--- START ---

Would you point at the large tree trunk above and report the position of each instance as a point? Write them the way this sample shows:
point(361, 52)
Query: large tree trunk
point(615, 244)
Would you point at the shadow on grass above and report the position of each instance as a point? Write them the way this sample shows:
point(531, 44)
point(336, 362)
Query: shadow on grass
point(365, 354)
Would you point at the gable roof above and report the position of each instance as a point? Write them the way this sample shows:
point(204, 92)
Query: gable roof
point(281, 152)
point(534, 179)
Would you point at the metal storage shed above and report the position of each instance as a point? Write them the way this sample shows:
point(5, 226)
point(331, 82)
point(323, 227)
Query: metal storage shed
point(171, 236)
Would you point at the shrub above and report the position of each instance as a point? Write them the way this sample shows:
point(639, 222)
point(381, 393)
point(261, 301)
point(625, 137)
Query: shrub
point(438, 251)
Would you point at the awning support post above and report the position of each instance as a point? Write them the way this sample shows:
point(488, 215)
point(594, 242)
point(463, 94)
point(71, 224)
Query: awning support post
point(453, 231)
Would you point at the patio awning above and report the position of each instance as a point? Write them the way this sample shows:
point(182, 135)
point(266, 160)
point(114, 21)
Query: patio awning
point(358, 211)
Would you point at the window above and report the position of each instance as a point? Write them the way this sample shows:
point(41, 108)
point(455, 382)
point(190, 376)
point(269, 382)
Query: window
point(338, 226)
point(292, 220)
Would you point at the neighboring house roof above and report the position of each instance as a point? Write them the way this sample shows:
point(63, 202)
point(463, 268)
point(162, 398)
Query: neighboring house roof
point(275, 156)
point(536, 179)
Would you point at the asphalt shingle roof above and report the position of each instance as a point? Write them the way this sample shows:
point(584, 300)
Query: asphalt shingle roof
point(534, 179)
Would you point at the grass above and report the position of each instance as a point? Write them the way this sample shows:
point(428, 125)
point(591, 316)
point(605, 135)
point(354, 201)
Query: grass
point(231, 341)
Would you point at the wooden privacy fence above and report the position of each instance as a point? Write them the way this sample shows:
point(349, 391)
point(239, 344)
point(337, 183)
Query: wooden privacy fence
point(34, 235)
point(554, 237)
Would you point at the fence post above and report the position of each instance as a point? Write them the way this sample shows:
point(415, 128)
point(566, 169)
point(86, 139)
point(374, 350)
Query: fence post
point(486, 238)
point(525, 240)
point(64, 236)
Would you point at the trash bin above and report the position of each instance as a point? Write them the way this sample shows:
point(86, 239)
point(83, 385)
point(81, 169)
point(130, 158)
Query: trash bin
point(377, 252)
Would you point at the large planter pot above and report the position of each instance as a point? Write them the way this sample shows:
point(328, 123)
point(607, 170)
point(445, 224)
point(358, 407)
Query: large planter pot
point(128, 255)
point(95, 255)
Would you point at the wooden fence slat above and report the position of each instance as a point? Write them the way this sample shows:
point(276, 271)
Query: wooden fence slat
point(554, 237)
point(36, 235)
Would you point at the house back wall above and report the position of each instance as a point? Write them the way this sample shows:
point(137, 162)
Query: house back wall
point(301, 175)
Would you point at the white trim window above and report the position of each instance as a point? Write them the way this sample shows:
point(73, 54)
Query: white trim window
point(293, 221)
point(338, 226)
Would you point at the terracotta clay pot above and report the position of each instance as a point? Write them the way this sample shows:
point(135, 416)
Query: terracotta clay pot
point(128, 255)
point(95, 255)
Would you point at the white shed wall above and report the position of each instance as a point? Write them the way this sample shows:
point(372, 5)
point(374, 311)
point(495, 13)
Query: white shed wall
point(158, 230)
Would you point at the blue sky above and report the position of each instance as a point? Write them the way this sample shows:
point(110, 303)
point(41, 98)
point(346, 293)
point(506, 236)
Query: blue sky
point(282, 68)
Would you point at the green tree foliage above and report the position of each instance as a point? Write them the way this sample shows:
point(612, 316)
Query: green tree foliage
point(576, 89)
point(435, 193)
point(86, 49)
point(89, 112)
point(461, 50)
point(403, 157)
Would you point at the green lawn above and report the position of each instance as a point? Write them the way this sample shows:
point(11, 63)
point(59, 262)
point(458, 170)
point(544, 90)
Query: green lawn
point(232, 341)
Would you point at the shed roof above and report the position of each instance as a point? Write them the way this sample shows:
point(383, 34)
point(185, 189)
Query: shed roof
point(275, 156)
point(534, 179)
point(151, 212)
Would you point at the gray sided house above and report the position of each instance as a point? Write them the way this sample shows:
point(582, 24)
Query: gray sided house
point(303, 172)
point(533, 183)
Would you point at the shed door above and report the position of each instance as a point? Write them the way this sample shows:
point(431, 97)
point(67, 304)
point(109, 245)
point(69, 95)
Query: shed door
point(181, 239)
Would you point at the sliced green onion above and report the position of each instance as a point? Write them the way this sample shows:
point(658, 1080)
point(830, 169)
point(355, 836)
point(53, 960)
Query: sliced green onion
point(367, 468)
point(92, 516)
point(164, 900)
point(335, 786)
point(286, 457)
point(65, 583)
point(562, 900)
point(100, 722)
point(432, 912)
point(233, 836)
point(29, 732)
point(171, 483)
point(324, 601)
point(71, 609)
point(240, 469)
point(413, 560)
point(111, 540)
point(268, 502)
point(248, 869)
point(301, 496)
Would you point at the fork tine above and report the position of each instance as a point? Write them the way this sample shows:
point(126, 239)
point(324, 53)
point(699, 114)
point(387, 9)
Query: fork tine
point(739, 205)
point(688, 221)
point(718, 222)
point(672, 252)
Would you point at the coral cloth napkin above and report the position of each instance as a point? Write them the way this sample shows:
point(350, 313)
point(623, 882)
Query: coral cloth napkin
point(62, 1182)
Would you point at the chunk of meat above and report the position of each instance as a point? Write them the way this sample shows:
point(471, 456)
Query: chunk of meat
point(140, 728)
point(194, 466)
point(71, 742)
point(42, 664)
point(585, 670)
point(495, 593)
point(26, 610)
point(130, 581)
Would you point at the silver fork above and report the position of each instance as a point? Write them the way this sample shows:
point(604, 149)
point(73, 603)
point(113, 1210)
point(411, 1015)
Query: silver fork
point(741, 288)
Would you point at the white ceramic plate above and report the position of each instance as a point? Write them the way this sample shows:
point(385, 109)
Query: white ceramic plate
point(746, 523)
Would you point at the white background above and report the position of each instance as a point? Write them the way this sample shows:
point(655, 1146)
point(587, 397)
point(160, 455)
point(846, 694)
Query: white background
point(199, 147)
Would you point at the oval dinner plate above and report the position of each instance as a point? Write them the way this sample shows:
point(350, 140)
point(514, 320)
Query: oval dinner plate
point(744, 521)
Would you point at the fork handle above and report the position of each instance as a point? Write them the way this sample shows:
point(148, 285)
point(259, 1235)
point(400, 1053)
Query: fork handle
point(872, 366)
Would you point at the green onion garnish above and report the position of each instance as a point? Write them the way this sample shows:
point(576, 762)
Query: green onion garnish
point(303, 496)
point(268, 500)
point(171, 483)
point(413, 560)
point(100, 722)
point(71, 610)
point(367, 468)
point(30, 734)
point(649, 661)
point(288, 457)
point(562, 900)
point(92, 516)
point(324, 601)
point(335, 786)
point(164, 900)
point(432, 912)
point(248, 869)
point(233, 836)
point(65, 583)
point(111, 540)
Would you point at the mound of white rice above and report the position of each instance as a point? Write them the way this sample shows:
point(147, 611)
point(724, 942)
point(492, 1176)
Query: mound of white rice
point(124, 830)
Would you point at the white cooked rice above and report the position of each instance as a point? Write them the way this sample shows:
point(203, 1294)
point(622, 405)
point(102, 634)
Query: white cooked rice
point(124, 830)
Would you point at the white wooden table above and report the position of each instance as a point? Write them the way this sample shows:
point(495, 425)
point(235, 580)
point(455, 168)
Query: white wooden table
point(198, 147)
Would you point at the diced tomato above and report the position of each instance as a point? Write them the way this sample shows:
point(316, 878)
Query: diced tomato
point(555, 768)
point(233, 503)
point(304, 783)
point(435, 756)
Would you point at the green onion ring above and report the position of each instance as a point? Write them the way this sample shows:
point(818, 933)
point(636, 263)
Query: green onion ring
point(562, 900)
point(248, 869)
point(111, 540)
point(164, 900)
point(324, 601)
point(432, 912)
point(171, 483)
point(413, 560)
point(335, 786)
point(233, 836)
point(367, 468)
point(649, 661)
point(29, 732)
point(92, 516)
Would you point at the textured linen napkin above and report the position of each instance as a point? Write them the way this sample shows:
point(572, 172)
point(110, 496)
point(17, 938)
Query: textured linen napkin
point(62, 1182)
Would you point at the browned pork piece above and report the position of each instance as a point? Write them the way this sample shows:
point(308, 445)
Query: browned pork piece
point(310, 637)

--- END ---

Within the material above, copy exactly the lines from the line that holds "point(135, 416)" up to and including the line that holds "Would you point at the green tree".

[Response below]:
point(135, 416)
Query: terracotta clay pot
point(128, 255)
point(95, 255)
Would you point at the white shed wall above and report the position of each instance as a point? Write them the way this sample shows:
point(372, 5)
point(374, 311)
point(495, 13)
Query: white shed wall
point(158, 230)
Would you point at the blue sky above and report the position of each instance as a point? Write them the way this sample shows:
point(110, 303)
point(41, 98)
point(346, 293)
point(506, 236)
Query: blue sky
point(282, 68)
Would you point at the green tree foliage above and report the position of each instance as a point? Write them the way this sample shows:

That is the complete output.